**Brief**
The lines to extract start at the one containing "# Mark the region of the black" and end with the last line; give them exactly and nothing more.
--- start of Raw data ---
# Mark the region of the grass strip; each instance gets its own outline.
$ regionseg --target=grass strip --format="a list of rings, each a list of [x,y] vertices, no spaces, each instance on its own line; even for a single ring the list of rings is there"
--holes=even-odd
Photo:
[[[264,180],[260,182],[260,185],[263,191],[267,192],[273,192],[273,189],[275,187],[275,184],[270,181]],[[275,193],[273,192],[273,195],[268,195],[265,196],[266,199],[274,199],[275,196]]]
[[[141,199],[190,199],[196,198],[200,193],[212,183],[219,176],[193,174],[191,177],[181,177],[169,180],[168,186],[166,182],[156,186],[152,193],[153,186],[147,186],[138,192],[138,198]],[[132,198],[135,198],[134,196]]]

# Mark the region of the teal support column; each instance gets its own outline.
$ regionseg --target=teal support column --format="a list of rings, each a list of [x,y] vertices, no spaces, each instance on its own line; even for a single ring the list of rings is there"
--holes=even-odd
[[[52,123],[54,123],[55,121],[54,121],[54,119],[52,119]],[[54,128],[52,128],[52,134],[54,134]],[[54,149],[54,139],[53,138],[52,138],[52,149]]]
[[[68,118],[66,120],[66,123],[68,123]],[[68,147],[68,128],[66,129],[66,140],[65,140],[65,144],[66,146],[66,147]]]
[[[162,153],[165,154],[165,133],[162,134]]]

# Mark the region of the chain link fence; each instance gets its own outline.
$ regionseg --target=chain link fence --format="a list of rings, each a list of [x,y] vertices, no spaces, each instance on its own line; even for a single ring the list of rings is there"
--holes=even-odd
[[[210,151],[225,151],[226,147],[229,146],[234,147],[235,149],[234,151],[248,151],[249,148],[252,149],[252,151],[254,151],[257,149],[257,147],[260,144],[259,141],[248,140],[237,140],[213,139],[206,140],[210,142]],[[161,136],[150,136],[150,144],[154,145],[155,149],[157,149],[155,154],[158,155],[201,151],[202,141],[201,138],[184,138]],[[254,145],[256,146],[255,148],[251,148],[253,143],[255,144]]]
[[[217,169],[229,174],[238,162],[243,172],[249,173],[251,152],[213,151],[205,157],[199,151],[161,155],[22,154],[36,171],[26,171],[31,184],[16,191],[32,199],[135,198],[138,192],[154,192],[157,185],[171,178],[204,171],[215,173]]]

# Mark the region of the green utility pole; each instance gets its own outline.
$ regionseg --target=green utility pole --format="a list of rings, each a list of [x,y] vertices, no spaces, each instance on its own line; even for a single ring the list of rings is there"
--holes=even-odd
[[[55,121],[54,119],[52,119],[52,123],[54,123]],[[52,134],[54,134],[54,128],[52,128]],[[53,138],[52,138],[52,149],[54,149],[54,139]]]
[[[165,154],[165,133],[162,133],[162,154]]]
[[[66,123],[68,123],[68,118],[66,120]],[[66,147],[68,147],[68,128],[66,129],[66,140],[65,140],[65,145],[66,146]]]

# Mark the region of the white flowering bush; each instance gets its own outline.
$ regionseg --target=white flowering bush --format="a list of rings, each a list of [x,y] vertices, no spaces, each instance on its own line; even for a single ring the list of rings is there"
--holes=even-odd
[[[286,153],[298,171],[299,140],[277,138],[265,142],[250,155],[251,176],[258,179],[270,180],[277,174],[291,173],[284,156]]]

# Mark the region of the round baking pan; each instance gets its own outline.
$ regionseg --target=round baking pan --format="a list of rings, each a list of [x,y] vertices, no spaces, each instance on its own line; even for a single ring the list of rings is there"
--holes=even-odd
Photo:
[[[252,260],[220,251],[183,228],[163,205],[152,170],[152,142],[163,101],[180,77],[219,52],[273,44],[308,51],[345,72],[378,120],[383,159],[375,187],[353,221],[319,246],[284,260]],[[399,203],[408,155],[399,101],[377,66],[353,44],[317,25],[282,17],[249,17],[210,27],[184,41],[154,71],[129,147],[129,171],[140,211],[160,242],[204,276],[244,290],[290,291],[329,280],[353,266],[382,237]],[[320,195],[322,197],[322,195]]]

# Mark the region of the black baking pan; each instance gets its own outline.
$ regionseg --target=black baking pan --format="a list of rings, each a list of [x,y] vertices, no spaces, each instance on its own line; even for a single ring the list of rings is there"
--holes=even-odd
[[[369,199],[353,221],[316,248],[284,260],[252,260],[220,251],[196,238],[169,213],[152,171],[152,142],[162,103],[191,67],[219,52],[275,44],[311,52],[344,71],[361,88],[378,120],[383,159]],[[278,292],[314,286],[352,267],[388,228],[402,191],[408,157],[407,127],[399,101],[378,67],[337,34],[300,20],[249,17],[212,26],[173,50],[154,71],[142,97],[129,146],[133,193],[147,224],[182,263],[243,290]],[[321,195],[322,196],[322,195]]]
--- end of Raw data ---
**Full solution**
# Mark the region of the black baking pan; each instance gets its own outline.
$ regionseg --target=black baking pan --format="a list of rings, each a list of [x,y] vertices, no spaces, each instance on its own line; even for a single ring the list of rings is there"
--holes=even-odd
[[[369,199],[353,221],[316,248],[284,260],[252,260],[220,251],[196,238],[169,213],[152,171],[152,142],[162,103],[191,67],[219,52],[275,44],[311,52],[344,71],[361,88],[378,120],[383,159]],[[278,292],[314,286],[352,267],[388,228],[402,191],[408,157],[407,127],[399,101],[378,67],[337,34],[300,20],[249,17],[212,26],[173,50],[154,71],[142,97],[129,146],[133,193],[147,224],[182,263],[243,290]],[[321,195],[322,196],[322,195]]]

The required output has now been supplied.